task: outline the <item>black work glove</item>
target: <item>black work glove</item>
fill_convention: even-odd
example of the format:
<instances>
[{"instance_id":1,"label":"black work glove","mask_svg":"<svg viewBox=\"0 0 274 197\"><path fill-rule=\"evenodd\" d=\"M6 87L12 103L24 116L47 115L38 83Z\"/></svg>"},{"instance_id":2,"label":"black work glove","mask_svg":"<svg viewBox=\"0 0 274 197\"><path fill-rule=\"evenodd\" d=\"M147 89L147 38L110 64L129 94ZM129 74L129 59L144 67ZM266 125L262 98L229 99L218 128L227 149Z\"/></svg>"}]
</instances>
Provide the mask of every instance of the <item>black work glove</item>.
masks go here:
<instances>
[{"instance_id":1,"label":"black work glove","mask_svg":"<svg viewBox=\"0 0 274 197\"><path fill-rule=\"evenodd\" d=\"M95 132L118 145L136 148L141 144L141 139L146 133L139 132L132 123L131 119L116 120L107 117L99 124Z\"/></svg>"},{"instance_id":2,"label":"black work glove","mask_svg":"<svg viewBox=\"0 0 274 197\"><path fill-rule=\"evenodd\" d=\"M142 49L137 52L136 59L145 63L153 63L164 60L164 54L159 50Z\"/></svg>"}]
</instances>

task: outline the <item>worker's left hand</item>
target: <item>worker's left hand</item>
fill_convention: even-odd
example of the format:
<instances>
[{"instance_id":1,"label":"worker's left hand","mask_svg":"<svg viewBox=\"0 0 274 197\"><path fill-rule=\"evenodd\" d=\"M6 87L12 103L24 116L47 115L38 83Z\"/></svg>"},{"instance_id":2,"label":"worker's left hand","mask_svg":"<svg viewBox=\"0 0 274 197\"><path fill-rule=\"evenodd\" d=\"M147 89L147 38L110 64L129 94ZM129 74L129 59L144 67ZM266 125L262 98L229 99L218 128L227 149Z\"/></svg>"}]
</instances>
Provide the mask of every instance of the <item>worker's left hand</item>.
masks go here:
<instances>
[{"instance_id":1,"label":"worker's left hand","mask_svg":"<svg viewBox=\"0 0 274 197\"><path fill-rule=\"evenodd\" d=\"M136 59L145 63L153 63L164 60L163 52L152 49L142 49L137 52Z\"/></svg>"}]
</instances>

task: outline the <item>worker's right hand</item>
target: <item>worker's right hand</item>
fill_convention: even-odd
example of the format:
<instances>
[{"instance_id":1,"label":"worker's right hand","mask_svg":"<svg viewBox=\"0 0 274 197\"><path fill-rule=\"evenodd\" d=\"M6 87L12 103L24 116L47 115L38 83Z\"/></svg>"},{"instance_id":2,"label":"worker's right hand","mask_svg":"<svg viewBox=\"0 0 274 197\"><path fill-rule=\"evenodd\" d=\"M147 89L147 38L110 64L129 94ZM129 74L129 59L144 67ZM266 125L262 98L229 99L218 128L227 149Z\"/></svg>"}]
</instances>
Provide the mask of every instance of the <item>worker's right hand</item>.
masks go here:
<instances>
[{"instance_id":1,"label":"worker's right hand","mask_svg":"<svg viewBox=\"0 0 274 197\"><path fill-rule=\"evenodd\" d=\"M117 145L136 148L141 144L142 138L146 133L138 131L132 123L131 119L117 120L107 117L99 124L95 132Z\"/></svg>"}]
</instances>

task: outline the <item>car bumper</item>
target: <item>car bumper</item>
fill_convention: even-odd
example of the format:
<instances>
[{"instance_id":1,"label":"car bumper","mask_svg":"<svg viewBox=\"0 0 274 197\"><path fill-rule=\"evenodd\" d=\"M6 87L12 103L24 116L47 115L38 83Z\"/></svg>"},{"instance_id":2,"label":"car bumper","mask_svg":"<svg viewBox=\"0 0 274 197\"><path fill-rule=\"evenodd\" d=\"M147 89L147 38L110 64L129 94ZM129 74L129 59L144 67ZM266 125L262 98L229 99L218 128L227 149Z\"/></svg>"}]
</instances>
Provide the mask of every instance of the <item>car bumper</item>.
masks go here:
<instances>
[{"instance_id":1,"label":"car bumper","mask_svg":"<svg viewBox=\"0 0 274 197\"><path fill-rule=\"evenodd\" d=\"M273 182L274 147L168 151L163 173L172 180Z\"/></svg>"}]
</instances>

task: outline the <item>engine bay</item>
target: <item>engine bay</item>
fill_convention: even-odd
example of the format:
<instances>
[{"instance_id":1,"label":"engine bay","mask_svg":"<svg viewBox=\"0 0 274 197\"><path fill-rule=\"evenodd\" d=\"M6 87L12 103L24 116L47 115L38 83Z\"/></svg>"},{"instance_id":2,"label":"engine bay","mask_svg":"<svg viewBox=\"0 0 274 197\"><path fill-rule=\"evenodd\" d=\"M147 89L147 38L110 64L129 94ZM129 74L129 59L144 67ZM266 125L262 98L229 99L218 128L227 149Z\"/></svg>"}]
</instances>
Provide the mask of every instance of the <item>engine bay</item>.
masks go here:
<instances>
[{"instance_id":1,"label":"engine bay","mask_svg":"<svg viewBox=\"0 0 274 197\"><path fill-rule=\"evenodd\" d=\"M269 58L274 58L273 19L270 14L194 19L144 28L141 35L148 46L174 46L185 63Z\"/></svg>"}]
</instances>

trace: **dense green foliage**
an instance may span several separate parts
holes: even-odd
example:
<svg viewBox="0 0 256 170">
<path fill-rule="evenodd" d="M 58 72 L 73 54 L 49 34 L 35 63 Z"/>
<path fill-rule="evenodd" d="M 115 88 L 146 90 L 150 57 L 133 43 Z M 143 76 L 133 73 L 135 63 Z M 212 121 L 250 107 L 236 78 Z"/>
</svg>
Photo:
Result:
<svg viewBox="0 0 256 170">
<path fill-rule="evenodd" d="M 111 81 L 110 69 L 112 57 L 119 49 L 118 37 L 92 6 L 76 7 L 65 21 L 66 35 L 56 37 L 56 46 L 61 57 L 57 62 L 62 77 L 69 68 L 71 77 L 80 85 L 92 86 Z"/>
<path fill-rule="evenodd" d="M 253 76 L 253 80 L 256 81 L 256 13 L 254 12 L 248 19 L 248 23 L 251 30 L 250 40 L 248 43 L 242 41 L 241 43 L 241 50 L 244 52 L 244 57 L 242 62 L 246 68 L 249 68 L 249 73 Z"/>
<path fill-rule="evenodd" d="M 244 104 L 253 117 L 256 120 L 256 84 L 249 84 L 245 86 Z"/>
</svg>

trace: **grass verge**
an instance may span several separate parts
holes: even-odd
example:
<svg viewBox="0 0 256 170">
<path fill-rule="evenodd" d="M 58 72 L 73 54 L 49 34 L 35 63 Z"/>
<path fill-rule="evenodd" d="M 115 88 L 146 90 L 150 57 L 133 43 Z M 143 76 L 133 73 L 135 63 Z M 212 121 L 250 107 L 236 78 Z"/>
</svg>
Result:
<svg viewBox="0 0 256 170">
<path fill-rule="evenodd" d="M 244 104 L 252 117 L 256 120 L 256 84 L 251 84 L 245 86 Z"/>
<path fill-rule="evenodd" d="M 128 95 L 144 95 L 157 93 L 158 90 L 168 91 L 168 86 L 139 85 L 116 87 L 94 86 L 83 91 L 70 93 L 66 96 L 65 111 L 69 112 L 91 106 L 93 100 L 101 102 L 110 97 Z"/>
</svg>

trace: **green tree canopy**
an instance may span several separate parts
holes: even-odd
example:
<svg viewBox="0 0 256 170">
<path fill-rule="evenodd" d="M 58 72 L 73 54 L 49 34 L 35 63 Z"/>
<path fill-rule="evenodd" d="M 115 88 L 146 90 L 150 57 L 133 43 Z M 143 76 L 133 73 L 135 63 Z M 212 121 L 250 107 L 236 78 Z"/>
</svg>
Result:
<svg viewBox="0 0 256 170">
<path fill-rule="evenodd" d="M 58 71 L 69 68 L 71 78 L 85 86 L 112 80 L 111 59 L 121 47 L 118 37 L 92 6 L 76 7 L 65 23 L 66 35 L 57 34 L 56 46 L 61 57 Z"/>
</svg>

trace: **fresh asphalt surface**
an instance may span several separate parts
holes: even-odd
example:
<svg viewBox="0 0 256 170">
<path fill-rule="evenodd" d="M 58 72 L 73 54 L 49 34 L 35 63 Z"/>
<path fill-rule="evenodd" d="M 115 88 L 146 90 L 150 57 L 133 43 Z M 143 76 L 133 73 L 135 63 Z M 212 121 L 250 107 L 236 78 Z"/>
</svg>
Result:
● ● ● ●
*The problem*. Reproduce the part of the listing that opens with the line containing "trace: **dense green foliage**" and closes with the line containing "253 76 L 253", swapping "several separate parts" for "multiple disjoint regions" and leaving every other character unchanged.

*Final answer*.
trace: **dense green foliage**
an instance may span multiple disjoint regions
holes: even-odd
example:
<svg viewBox="0 0 256 170">
<path fill-rule="evenodd" d="M 58 72 L 73 54 L 49 34 L 35 63 Z"/>
<path fill-rule="evenodd" d="M 115 88 L 146 90 L 150 57 L 133 43 Z M 143 76 L 133 73 L 135 63 Z M 212 121 L 250 107 L 236 78 Z"/>
</svg>
Photo:
Result:
<svg viewBox="0 0 256 170">
<path fill-rule="evenodd" d="M 111 81 L 110 69 L 112 57 L 119 49 L 118 37 L 92 6 L 76 7 L 65 21 L 66 35 L 56 37 L 56 46 L 61 57 L 57 62 L 62 77 L 69 68 L 71 77 L 80 85 L 92 86 Z"/>
<path fill-rule="evenodd" d="M 253 76 L 253 80 L 256 81 L 256 13 L 254 12 L 248 19 L 248 23 L 251 30 L 250 40 L 248 43 L 242 41 L 241 43 L 241 50 L 244 52 L 244 57 L 242 62 L 246 68 L 249 68 L 249 73 Z"/>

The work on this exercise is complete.